Condense the paragraph beginning "Planning a 3 day trip" in the hunting forum thread below into a short bulleted list that keeps its main facts.

● **Document segment**
....................
# Hunting > Hunting >  Kawekas

## BrentG

First post!...

Planning a 3 day trip to hopefully bring home some venison. Thinking it would be cool to give open tops a go so thinking Kawekas, having only hunted day trips to Kaimais in the past. We don't have a clue if open tops are the rite place to look at this time of the year tho. Could go anywhere in the central NI. Any thoughts, advice for a newby?

cheers

cheers

----------


## Gibo

Welcome Brent

----------


## Spook

Kaewka open tops are a great place to take the electric dog...where do you have in mind to go?

----------


## Tahr

> Kaewka open tops are a great place to take the electric dog...where do you have in mind to go?


That's the second time tonight you have mentioned or suggested spotlighting on public land. 
Have we forgotten what happened on Kaimanawa Rd already?

----------


## Nathan F

> That's the second time tonight you have mentioned or suggested spotlighting on public land. 
> Have we forgotten what happened on Kaimanawa Rd already?


Yeah it's not sharp advice. Stay off the tops at this time of year. Cold and shitty. Harkness or Tussock huts , Perhaps mangatainoka.

----------


## Spook

> That's the second time tonight you have mentioned or suggested spotlighting on public land. 
> Have we forgotten what happened on Kaimanawa Rd already?


Not too many roads on the open tops...good to see you keep a tally

----------


## Tahr

> Not too many roads on the open tops...good to see you keep a tally


Be as flippant as you like. Most people think that spotlighting on public land under any circumstances is a serious matter.

----------


## Spook

> Be as flippant as you like. Most people think that spotlighting on public land under any circumstances is a serious matter.


Where I live spotlighting is a way of life to many, whether on private or public land...when I arrived home tonight there were two guys heading up the road laden down with batteries and gear.
....................
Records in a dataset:
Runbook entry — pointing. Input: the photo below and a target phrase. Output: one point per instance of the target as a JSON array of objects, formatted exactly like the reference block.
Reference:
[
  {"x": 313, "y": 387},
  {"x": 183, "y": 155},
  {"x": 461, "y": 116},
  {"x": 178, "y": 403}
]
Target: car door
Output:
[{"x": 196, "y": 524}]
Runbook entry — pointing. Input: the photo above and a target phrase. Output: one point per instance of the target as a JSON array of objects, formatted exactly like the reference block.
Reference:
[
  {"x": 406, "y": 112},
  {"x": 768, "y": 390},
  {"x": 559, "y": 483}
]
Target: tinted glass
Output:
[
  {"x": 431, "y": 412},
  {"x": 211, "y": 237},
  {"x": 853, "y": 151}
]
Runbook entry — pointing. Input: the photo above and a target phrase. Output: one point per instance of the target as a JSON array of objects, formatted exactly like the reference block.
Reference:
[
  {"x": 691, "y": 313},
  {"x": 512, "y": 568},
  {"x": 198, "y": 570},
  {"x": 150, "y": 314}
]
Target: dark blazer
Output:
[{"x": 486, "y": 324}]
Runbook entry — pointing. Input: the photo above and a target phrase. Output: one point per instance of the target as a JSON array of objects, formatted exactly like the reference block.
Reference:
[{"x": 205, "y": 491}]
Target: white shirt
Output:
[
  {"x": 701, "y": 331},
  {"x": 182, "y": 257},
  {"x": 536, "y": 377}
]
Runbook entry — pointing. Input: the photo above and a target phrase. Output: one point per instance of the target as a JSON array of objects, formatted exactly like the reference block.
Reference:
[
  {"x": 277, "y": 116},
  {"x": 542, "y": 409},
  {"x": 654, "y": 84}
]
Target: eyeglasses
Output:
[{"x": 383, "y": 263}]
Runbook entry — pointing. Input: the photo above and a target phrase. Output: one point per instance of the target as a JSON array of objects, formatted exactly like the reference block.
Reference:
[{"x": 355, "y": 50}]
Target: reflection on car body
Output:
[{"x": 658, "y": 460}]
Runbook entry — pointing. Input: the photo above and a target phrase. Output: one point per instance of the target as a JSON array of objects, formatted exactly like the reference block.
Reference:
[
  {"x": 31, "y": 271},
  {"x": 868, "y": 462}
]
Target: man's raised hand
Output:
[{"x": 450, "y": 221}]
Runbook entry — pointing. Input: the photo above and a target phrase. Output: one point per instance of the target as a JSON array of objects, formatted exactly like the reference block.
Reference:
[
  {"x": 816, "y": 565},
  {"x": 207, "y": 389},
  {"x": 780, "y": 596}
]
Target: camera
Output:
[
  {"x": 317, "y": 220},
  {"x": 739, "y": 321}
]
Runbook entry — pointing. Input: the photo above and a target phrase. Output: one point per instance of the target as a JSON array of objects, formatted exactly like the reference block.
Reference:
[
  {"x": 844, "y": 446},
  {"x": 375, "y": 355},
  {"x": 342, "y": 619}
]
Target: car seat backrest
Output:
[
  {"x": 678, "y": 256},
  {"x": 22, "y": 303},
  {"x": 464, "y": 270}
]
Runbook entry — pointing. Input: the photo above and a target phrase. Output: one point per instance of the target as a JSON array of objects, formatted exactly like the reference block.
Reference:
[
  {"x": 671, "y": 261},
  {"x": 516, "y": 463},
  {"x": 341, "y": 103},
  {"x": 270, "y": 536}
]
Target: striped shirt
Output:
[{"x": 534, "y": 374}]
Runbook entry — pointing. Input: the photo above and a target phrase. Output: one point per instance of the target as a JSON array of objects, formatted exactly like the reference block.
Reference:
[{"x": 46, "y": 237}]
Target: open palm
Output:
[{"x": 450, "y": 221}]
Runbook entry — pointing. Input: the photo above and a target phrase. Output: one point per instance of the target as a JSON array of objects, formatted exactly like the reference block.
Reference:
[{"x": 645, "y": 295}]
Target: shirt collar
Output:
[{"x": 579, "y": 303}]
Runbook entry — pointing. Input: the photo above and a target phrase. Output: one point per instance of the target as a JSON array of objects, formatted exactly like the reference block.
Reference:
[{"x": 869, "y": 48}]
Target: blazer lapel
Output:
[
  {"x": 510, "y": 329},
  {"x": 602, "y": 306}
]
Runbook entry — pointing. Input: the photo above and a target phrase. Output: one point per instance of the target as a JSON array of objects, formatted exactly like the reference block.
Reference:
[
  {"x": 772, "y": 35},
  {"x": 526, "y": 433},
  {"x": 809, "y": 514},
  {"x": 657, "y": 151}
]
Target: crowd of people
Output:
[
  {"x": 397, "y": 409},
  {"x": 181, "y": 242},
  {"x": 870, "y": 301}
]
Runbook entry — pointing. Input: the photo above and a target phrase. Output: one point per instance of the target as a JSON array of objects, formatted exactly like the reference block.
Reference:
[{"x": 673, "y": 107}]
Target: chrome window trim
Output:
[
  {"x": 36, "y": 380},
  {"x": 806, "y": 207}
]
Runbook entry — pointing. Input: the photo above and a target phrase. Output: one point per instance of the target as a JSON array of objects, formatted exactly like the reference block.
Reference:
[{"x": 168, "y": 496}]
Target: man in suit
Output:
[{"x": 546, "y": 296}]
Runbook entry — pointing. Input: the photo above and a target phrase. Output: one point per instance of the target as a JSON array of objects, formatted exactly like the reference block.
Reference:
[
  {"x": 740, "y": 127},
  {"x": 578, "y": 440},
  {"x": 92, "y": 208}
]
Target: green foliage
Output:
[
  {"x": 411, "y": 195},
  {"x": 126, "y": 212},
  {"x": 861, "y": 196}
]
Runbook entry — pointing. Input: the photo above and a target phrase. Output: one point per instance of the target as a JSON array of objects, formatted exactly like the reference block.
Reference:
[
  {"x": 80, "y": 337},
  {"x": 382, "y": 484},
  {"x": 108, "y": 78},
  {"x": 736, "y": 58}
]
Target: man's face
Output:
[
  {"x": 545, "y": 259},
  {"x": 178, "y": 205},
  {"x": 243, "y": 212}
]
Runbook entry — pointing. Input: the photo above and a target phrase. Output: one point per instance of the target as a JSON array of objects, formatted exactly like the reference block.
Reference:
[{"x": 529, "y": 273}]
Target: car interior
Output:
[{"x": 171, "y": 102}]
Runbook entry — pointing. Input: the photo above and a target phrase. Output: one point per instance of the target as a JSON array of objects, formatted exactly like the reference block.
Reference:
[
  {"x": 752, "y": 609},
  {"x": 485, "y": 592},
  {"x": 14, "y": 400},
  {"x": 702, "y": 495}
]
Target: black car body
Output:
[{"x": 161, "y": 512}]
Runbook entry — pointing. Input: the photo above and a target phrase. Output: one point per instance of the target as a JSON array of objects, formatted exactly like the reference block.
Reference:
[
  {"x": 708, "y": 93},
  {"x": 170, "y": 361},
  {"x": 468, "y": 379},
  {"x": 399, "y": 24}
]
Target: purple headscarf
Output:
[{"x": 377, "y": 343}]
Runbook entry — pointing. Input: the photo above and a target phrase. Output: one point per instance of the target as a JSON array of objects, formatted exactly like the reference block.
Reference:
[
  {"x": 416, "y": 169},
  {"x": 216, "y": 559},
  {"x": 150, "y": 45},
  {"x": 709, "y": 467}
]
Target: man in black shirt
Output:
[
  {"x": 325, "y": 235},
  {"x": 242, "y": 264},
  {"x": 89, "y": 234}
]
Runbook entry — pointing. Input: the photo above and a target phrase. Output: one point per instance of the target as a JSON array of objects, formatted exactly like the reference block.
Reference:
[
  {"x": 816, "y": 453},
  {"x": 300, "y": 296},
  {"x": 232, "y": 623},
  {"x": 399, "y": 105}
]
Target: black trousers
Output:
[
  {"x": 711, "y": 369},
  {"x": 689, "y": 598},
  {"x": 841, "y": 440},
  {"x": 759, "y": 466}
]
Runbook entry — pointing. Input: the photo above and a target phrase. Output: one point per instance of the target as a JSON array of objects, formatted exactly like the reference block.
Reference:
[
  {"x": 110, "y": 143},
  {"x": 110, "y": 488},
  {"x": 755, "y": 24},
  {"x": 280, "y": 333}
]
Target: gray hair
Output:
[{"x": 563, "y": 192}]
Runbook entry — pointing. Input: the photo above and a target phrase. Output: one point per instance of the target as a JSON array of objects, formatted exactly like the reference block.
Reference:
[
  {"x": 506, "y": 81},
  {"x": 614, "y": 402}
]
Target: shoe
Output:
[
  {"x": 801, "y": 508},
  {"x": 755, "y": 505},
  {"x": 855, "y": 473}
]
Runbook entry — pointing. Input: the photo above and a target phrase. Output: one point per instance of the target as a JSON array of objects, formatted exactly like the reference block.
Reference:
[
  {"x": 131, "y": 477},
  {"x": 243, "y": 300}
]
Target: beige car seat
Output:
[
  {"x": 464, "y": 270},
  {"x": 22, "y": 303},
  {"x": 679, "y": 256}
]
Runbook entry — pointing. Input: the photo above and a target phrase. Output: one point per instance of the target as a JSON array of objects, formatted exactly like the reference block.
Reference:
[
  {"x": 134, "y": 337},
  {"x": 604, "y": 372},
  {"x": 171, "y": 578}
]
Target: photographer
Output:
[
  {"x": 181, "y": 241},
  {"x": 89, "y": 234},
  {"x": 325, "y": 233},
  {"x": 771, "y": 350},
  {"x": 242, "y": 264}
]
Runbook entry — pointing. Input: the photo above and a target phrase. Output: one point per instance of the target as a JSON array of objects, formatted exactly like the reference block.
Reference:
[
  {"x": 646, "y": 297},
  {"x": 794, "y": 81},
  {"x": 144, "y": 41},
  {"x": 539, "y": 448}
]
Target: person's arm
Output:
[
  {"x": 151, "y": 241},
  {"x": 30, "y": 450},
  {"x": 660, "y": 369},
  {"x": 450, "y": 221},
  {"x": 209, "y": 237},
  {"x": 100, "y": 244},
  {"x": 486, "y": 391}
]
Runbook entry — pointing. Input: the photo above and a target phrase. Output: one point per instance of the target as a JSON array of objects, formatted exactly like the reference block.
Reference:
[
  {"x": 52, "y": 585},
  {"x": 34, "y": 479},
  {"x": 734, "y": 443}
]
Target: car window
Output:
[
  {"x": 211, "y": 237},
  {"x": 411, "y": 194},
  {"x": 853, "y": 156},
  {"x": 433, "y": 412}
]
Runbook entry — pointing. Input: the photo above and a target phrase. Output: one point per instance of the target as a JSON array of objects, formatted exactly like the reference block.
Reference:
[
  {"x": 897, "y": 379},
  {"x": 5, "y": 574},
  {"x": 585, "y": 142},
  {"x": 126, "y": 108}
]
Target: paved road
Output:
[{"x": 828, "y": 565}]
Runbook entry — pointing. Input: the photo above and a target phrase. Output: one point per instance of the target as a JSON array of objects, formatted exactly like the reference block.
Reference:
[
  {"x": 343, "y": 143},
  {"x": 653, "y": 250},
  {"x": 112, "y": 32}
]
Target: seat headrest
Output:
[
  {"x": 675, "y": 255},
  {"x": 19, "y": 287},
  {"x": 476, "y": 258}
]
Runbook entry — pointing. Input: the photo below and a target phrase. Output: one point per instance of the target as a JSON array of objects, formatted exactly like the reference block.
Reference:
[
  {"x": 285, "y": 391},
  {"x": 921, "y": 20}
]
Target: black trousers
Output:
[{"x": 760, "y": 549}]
....................
● **Result**
- Plans a three-day trip, hoping to bring home venison.
- Wants to try the open tops and is considering the Kawekas.
- Has previously hunted only on day trips to the Kaimais.
- Is unsure whether the open tops are the right place at this time of year.
- Could go anywhere in the central NI.
- Asks for thoughts and advice as a newcomer.